═════ Document

Bedrock exposures of mineralised quartz veins are generally extensively leached with only minor visible sulphide and the development of limonite coated vughs after weathered sulphides. The auriferous quartz veins contain approximately 2-3% sulphide but vary locally from being barren to having more than 10% modal sulphide abundance. Sulphide abundance and types vary from prospect to prospect within the Knapdale Property, but generally, the most common sulphides include pyrite, galena and chalcopyrite. Chalcopyrite is dominant at Allt Dearg prospect with some samples having >10% Cu. Sphalerite is restricted to the vicinity of the old Stronchullin mine. Pyrite is very abundant in the southern portions of the Stronchullin vein system being the dominant sulphide with minor chalcopyrite and galena and is related to the highest reported grade 230 g/t Au in sample RC844459. The Au-Ag-Cu mineralisation is characterized by high levels of lead, zinc, arsenic and antimony with elevated gold/silver ratios. Bismuth is characteristic of Allt Dearg prospect and southern part of Stronchullin vein.

══════════
═════ Extracted entries

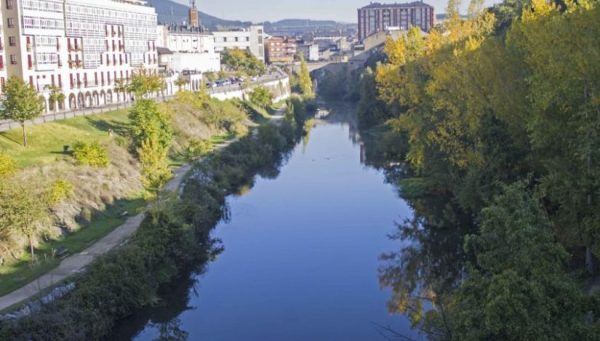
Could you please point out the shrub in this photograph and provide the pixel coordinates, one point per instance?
(197, 148)
(261, 96)
(155, 164)
(91, 154)
(8, 166)
(60, 191)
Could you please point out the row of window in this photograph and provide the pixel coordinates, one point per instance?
(43, 23)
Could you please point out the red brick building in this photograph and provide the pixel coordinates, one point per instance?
(378, 17)
(280, 49)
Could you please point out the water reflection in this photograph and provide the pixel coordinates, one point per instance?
(302, 254)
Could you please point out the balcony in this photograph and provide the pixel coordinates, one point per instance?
(75, 63)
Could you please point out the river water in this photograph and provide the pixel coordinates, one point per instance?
(301, 255)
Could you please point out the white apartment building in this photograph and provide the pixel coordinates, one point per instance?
(3, 73)
(252, 39)
(80, 46)
(190, 49)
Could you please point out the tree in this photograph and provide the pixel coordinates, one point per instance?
(517, 287)
(261, 96)
(155, 163)
(56, 96)
(305, 82)
(181, 82)
(121, 88)
(21, 103)
(148, 122)
(22, 212)
(144, 82)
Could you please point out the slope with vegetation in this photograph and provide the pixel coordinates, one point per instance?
(173, 241)
(495, 119)
(80, 178)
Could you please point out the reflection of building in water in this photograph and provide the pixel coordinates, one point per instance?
(363, 153)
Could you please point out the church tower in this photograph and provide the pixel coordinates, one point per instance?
(194, 17)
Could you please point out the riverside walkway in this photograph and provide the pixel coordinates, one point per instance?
(76, 263)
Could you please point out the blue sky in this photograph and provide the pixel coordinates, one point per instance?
(270, 10)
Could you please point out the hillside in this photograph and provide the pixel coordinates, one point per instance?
(170, 12)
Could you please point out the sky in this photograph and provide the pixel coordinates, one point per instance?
(272, 10)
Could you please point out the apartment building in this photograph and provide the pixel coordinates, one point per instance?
(252, 39)
(3, 73)
(187, 49)
(281, 49)
(81, 46)
(378, 17)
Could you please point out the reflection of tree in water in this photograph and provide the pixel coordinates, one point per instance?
(172, 301)
(429, 263)
(171, 331)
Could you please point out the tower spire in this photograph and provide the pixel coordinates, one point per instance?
(194, 17)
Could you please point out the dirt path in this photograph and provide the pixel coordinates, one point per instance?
(77, 263)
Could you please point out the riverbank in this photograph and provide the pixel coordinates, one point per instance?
(174, 236)
(100, 198)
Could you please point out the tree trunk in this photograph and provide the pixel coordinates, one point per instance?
(31, 248)
(24, 134)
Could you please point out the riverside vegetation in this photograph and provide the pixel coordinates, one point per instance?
(80, 178)
(175, 235)
(489, 127)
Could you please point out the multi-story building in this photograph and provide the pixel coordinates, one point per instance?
(377, 17)
(189, 49)
(251, 39)
(281, 49)
(3, 73)
(81, 46)
(310, 51)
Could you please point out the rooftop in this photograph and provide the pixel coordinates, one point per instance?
(397, 5)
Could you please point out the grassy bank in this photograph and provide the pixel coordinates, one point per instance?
(46, 141)
(174, 237)
(100, 196)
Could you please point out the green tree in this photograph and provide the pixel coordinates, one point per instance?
(518, 287)
(144, 82)
(261, 96)
(22, 212)
(148, 122)
(8, 166)
(304, 80)
(181, 82)
(21, 103)
(155, 164)
(121, 87)
(56, 96)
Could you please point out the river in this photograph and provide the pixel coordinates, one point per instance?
(301, 255)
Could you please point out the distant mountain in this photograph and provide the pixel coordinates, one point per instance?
(304, 26)
(170, 12)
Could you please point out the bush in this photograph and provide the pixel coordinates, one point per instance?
(8, 166)
(91, 154)
(60, 191)
(261, 96)
(155, 164)
(197, 148)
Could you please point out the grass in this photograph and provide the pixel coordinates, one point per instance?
(46, 141)
(179, 160)
(46, 144)
(19, 274)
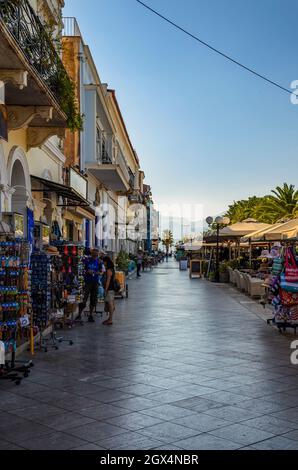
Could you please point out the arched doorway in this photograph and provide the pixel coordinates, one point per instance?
(3, 179)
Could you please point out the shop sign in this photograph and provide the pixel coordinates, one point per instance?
(3, 123)
(78, 183)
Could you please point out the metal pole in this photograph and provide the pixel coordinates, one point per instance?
(217, 254)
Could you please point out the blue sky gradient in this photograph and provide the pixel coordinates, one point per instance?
(206, 131)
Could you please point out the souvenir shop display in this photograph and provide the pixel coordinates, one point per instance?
(72, 275)
(283, 290)
(14, 306)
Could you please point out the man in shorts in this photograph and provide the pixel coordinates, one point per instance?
(93, 270)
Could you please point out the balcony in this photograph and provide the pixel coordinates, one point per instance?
(113, 174)
(37, 87)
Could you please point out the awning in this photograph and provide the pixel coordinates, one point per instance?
(279, 232)
(73, 198)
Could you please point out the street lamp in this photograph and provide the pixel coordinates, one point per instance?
(219, 222)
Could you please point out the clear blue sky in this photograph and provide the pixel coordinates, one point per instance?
(206, 131)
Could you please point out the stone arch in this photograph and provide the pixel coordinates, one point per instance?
(3, 172)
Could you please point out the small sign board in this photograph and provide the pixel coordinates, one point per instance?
(195, 268)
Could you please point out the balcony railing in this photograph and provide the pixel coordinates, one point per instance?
(105, 158)
(21, 21)
(131, 178)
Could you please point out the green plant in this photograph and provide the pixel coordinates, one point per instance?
(122, 261)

══════════

Exercise requirements
- 1) Using the Knapdale passage, answer these questions:
(a) Which sulphide is dominant at the Allt Dearg prospect?
(b) Where is sphalerite found?
(c) What is the highest reported gold grade, and which sample is it from?
- 2) Carry on the Knapdale passage from its last sentence.
The material above is separate from the Knapdale passage.

Results in order
- 1)
(a) Chalcopyrite.
(b) Only in the vicinity of the old Stronchullin mine.
(c) 230 g/t Au, in sample RC844459.

- 2)
The auriferous veins can exhibit considerable variation in grade along strike and in the sub-surface and are believed to record a complex history of repeated fluid mobilization along the ore-controlling structures that result in multiple phases of brecciation, recrystallisation and veining. The gold-silver quartz veins occur within upper greenschist facies conditions during the Grampian event of the Caledonian Orogeny and are outboard of the garnet isograd and structurally overlie the pyrite horizon.
Stratiform, disseminated pyrite mineralisation, such as at Gossan Burn (Ormsary North sub-property), typically comprise copper mineralisation (plus cobalt and silver and minor lead-zinc) in intensely hematitesilica-altered sericite schist host rocks with chalcocite, chalcopyrite, malachite, and very rare azurite (locally chalcanthite after chalcocite). At Meall Mór–Abhainn Strathainn, the Erins Quartzite Formation, comprises a pyritic zone with coarse, blebby chalcopyrite and other sulphide.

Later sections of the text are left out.